** Extrait du document **
Au forceps. Malgré les critiques des défenseurs de la liberté de la presse, et en dépit de deux rejets successifs du Sénat lors de la navette parlementaire, l'Assemblée nationale a adopté ce 20 novembre les lois dites «contre la manipulation de l'information» en période électorale.
Parcours du combattant
Annoncée par le président de la République Emmanuel Macron lors de ses vœux à la presse le 3 janvier 2018, le projet de loi ne se sera finalement imposé que plus de dix mois plus tard, après un parcours semé d'embûches et de controverses. Déposés en mars dernier, ces textes, qui faisaient référence dans leur appellation originale à la lutte contre les «fausses informations», avaient été adoptés par l'Assemblée, puis votés une nouvelle fois par les députés dans la nuit du 9 au 10 octobre après le premier rejet des sénateurs.
Il s’agit de restreindre la liberté d’expression
De fait, le parcours législatif de ces lois n'a pas été une promenade de santé. Le 6 novembre dernier, alors que le Sénat retoquait de nouveau les textes de lois votés par la majorité présidentielle à l'Assemblée, plusieurs voix s'étaient élevées parmi les sénateurs. «Il me semble qu’une telle législation sera inefficace. Elle vise en réalité une cible qui n’est pas la bonne [...] Elle est dangereuse, car il s’agit de restreindre la liberté d’expression», avait ainsi estimé le sénateur Philippe Bas (Les Républicains).
Totalitarisme glamour
Parmi les détracteurs de la loi anti-fake news, le Rassemblement national fustigeait pour sa part à l'Assemblée en juillet dernier un «totalitarisme glamour». Le leader de La France insoumise Jean-Luc Mélenchon dénonçait de son côté les lois portées par le gouvernement comme étant de «grossières tentatives de contrôle de l'information». Un argument que l'homme politique, qui a déposé une motion de rejet contre le texte, a repris ce 20 novembre lors du débat précédant le vote, évoquant encore l'impossibilité, selon lui, de définir ce qu'était une fausse nouvelle.
En mai dernier, c'était le Conseil d'Etat qui faisait part de ses réserves, dans un avis consultatif. Rappelant l'existence des lois sur la presse de 1881, l'institution relevait alors «les difficultés qu’implique la création d’une telle voie de droit». Et jugeait que «les "faits constituant des fausses informations" sont [...] délicats à qualifier juridiquement».

** Données **

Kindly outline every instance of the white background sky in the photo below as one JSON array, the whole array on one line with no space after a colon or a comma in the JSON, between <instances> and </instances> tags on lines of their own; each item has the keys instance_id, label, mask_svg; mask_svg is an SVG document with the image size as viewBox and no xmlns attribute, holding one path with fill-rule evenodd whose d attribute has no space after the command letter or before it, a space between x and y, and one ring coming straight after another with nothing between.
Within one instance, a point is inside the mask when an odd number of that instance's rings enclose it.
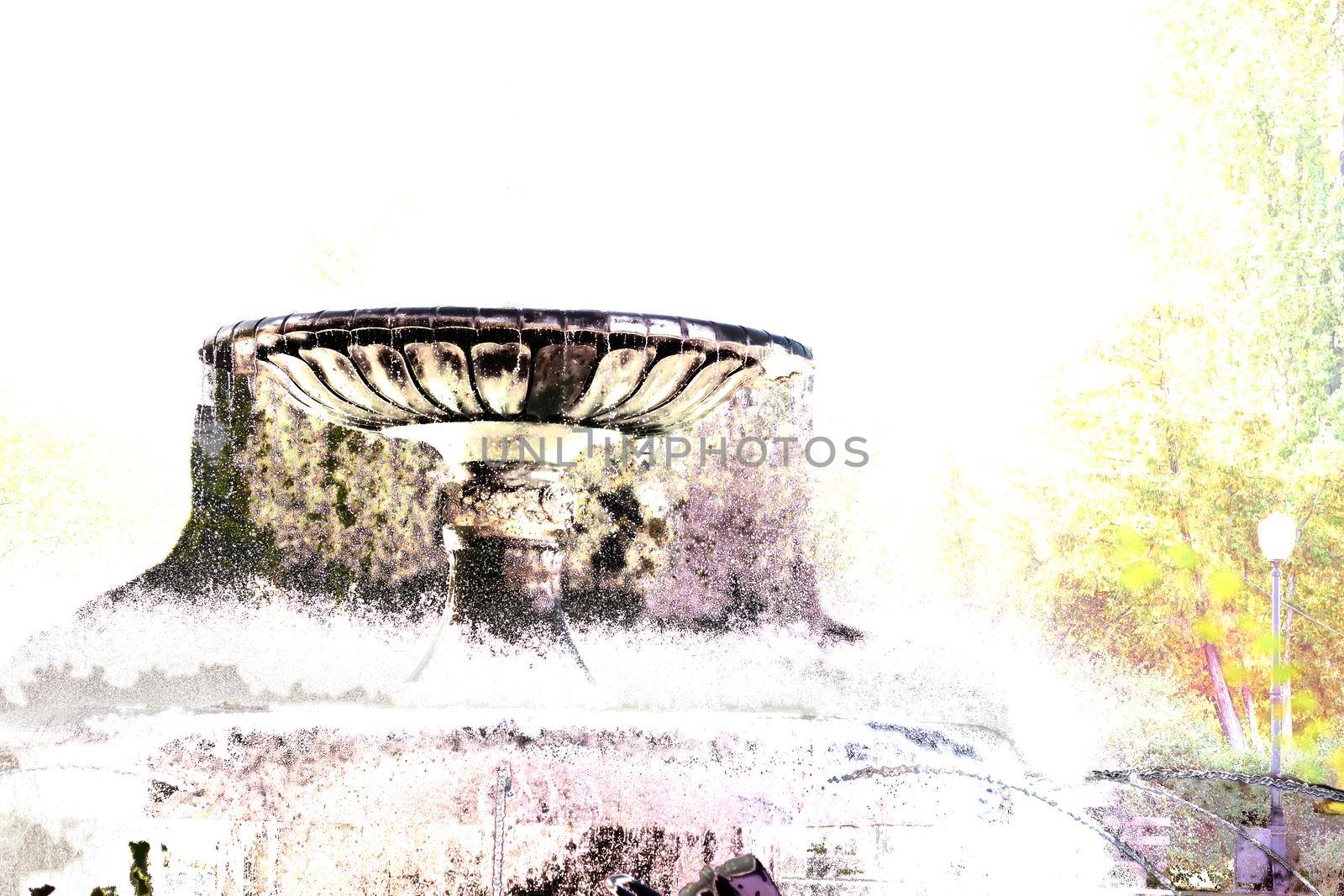
<instances>
[{"instance_id":1,"label":"white background sky","mask_svg":"<svg viewBox=\"0 0 1344 896\"><path fill-rule=\"evenodd\" d=\"M0 414L106 469L0 510L106 505L78 603L185 516L203 336L418 304L788 333L896 502L1134 298L1149 52L1132 4L11 4Z\"/></svg>"}]
</instances>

** Consignes **
**A)** Condensez en liste le paragraphe de l'extrait qui commence par « Annoncée par le président de la République » et conservez ses faits principaux.
**B)** Recopiez fidèlement le passage de l'extrait compris entre « Parcours du combattant » et « rejet des sénateurs. », ces deux bornes incluses.

** Corrigé **
**A)**
- Annonce par Emmanuel Macron lors de ses vœux à la presse, le 3 janvier 2018.
- Textes déposés en mars, visant à l'origine les « fausses informations ».
- Première adoption par l'Assemblée, puis nouveau vote des députés dans la nuit du 9 au 10 octobre, après le premier rejet du Sénat.
- Adoption finale plus de dix mois après l'annonce, au terme d'un parcours semé d'embûches et de controverses.

**B)**
Parcours du combattant
Annoncée par le président de la République Emmanuel Macron lors de ses vœux à la presse le 3 janvier 2018, le projet de loi ne se sera finalement imposé que plus de dix mois plus tard, après un parcours semé d'embûches et de controverses. Déposés en mars dernier, ces textes, qui faisaient référence dans leur appellation originale à la lutte contre les «fausses informations», avaient été adoptés par l'Assemblée, puis votés une nouvelle fois par les députés dans la nuit du 9 au 10 octobre après le premier rejet des sénateurs.